[Document segment]
— BEGIN —

It is Labor Day in the US. I still had to run outside to put out the garbage since I heard the truck. The waste company has put several people out of work since they went to automated trucks.

I have time to sit and reflect. I read the blogs about the Catholic Church sex scandal, The Benedict Option. I watch YouTube videos of Ultra Trail Mount Blanc (below) and tears come to my eyes. I think of my own situation.

I am on the cusp of quitting my career. I wanted to retire before my body got too old so that I could go in lots of races. As I sit here now, one of my knees is somehow in trouble; so I won\’t hit the ground running.

The thought crosses my mind as I look at the faces of the three women winners of UTMB (video below), \”I want to be who I really am.\” This thought also brings an important point to the surface. I am quitting my career, not just because I have the money, but because I was caught in fake me.

— END —

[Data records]
— BEGIN —

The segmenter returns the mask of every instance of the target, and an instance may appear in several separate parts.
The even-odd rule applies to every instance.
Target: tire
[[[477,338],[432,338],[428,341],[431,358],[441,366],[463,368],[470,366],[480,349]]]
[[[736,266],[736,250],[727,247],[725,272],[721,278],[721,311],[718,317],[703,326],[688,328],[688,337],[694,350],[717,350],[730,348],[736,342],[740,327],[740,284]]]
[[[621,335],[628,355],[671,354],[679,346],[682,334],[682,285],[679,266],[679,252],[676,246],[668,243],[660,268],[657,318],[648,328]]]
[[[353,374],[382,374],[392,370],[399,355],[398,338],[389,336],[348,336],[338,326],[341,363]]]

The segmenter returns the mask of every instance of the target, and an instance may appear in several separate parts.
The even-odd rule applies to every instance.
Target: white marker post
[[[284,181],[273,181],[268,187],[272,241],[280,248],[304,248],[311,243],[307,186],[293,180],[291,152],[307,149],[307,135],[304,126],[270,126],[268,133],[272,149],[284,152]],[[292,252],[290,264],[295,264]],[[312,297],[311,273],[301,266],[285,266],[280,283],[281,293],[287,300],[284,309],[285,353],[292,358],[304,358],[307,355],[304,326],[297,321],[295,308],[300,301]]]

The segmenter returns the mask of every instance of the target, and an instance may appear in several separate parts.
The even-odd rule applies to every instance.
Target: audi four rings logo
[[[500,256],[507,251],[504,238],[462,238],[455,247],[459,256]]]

— END —

[What you will do]
1) Translate this sentence from the Labor Day post into Spanish: "I am on the cusp of quitting my career."
2) List every capitalized proper name in the Labor Day post, such as a holiday, place, group, title, website, or event.
3) Sum up the Labor Day post in two sentences.

[Worked answers]
1) Estoy a punto de dejar mi carrera.

2)
- Labor Day
- US
- Catholic Church
- The Benedict Option
- YouTube
- Ultra Trail Mount Blanc (also written UTMB)

3) On Labor Day, the writer takes time to reflect, reading blogs about the Catholic Church sex scandal and tearing up over YouTube videos of Ultra Trail Mount Blanc. The writer is on the verge of quitting a career, partly to enter many races before getting too old and partly to stop living as a "fake me," though a troubled knee may slow the start.